§ What the exercise asks:
Begin at the line that has "Where can you see the navy" and stop at the end of the records. Reproduce only those lines with "polo shirt" replaced by "crew-neck sweater", leaving everything else unchanged.

§ Raw records:
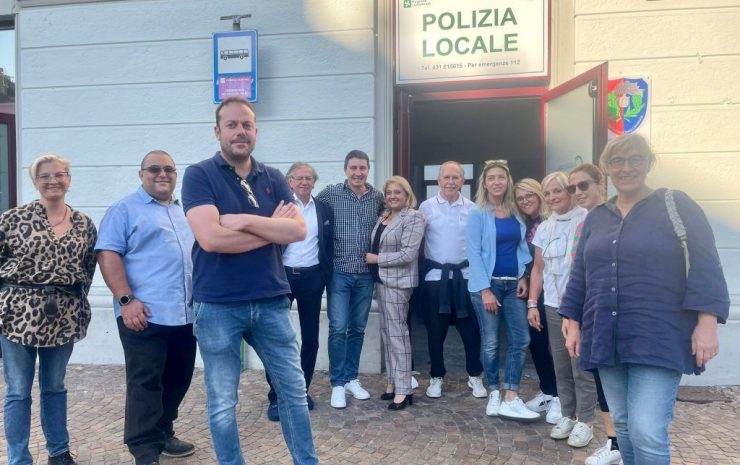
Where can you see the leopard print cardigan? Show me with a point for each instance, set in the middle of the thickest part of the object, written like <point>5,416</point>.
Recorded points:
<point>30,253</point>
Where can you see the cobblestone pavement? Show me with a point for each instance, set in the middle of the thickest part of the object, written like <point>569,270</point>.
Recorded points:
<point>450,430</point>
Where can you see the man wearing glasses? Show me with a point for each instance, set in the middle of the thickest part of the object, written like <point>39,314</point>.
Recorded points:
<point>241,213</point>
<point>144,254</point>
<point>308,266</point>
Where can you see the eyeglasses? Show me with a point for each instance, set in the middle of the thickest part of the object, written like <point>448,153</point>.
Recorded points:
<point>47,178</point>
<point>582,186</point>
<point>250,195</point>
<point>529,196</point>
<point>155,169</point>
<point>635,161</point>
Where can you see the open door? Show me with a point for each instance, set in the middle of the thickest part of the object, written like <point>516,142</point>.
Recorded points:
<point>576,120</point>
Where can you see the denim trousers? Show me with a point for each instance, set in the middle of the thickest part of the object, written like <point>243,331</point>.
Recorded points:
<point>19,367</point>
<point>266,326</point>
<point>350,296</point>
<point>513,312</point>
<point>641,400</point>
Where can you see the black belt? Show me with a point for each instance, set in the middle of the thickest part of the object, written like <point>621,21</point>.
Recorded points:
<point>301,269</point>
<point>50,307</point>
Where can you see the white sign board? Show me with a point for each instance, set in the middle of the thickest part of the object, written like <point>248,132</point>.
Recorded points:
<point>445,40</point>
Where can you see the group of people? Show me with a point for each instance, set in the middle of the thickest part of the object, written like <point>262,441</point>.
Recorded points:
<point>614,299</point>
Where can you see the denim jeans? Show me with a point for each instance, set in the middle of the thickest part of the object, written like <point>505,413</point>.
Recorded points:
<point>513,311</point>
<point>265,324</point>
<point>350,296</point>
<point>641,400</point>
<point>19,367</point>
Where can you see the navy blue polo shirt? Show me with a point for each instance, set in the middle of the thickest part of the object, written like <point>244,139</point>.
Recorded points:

§ Reply:
Where can you see the navy blue crew-neck sweater? Show me with a point for each instance, set in the middle of the thickest part of the object, written like <point>244,139</point>.
Recorded points:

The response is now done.